Records from a data source:
= Beginning of Section =

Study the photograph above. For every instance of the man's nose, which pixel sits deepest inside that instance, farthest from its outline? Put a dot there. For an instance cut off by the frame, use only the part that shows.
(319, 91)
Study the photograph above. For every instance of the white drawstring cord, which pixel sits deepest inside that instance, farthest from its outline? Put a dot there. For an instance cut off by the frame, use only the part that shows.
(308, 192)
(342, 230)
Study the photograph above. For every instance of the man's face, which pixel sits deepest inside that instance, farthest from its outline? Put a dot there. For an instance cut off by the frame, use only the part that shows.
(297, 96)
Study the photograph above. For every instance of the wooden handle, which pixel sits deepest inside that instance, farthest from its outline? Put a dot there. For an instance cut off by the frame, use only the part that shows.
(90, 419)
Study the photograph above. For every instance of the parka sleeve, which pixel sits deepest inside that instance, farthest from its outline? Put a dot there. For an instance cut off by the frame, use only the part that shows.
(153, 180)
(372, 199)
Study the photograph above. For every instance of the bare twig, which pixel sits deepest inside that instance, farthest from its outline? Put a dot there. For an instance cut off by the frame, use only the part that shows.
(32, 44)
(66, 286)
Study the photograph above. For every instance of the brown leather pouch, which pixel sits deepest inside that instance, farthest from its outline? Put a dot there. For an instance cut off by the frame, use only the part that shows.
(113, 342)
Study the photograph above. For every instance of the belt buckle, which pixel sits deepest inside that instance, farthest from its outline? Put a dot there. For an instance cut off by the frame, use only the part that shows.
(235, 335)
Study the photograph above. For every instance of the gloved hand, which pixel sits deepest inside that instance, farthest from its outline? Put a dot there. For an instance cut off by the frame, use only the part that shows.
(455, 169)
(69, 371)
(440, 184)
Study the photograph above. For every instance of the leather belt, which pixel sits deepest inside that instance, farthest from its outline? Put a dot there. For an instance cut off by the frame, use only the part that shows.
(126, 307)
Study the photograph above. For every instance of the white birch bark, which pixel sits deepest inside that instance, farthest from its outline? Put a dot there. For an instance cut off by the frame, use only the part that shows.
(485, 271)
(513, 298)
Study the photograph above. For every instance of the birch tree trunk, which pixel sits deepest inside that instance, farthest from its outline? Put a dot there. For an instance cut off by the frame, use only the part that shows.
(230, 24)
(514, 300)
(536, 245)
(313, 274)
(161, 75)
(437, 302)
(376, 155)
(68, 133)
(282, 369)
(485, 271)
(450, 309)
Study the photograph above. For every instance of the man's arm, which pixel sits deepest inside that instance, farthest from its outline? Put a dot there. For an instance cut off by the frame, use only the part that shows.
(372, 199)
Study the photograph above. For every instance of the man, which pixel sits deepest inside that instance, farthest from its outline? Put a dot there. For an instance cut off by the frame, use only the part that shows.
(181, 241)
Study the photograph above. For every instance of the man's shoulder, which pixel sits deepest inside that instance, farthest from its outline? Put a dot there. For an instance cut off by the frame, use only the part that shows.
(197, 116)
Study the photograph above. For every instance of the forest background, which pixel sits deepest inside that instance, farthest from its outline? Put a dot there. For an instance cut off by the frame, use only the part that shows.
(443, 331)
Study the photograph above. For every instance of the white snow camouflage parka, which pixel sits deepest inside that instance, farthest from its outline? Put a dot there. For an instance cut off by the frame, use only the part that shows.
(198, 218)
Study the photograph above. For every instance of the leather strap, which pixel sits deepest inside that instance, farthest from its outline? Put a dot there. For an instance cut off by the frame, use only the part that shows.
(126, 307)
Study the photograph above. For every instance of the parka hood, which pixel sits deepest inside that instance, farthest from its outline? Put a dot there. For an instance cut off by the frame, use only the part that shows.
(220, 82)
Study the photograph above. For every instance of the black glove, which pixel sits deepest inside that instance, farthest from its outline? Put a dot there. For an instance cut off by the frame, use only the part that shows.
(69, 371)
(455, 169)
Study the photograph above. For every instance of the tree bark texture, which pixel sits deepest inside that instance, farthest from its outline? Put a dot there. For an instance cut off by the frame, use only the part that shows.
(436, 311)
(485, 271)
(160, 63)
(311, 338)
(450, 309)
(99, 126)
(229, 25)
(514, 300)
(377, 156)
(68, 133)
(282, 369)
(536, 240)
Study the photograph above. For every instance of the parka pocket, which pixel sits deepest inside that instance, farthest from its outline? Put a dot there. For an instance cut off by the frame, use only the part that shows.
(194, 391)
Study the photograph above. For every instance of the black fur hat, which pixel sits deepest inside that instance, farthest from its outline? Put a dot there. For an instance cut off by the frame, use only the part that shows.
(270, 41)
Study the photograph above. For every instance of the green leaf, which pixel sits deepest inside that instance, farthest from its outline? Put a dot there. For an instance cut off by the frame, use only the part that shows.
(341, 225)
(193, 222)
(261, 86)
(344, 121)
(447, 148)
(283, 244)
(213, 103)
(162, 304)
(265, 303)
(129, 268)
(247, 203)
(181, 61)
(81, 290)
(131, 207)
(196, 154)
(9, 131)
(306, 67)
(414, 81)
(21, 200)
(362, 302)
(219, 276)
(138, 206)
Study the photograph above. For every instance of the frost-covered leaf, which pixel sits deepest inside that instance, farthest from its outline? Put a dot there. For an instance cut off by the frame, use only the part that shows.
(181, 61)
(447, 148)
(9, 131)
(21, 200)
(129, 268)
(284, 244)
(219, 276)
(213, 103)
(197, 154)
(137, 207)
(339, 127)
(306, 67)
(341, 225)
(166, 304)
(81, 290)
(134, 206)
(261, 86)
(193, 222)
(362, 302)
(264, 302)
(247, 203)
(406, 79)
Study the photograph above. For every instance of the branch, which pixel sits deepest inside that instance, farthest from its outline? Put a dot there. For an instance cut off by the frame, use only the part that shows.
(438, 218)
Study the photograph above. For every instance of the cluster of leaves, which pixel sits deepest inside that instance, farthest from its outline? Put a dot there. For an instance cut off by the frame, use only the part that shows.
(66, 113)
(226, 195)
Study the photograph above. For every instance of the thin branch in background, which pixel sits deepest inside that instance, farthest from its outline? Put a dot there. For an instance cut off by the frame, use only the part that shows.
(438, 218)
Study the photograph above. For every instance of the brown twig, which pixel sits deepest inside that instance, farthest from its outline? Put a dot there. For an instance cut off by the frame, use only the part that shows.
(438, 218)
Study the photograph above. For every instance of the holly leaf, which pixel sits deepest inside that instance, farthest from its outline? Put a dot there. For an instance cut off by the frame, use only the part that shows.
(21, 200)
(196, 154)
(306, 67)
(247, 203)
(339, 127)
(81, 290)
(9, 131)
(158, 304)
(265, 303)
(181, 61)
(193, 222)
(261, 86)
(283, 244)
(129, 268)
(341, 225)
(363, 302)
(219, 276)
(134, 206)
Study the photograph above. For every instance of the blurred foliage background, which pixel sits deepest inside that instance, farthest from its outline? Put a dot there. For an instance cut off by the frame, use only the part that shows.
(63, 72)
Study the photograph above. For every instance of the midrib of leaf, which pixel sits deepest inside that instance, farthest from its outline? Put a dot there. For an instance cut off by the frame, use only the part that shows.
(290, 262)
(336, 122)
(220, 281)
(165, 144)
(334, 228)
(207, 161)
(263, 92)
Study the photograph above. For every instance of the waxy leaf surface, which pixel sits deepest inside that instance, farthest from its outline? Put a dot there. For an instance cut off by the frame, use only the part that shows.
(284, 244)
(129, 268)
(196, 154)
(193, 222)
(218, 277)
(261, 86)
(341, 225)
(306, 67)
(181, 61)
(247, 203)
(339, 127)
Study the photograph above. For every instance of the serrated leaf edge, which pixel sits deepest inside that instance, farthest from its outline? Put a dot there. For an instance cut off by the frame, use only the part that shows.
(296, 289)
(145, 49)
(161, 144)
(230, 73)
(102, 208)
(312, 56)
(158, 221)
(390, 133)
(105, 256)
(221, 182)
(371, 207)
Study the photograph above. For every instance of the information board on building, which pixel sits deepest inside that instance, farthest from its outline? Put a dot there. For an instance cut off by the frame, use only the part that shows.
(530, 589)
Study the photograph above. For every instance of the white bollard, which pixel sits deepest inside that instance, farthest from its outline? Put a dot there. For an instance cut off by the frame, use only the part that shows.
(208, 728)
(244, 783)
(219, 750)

= End of Section =

Task goal: The lines wanted are those from the one with "of the information" through the last line of the records, repeated exactly and with both ends included.

Written solution:
Study the photograph above. For every instance of the information board on building, which pixel sits deepest inside that instance, farthest from its outline? Put a dot there. For an instance cut off by the frame, use only the part that shows.
(530, 589)
Study the photograph above. For every instance of the white bollard, which pixel sits deepest inside that instance, farthest from its outline? Put a dot there. For an instance cut off by the frame, use only the part that shows.
(208, 728)
(244, 783)
(219, 750)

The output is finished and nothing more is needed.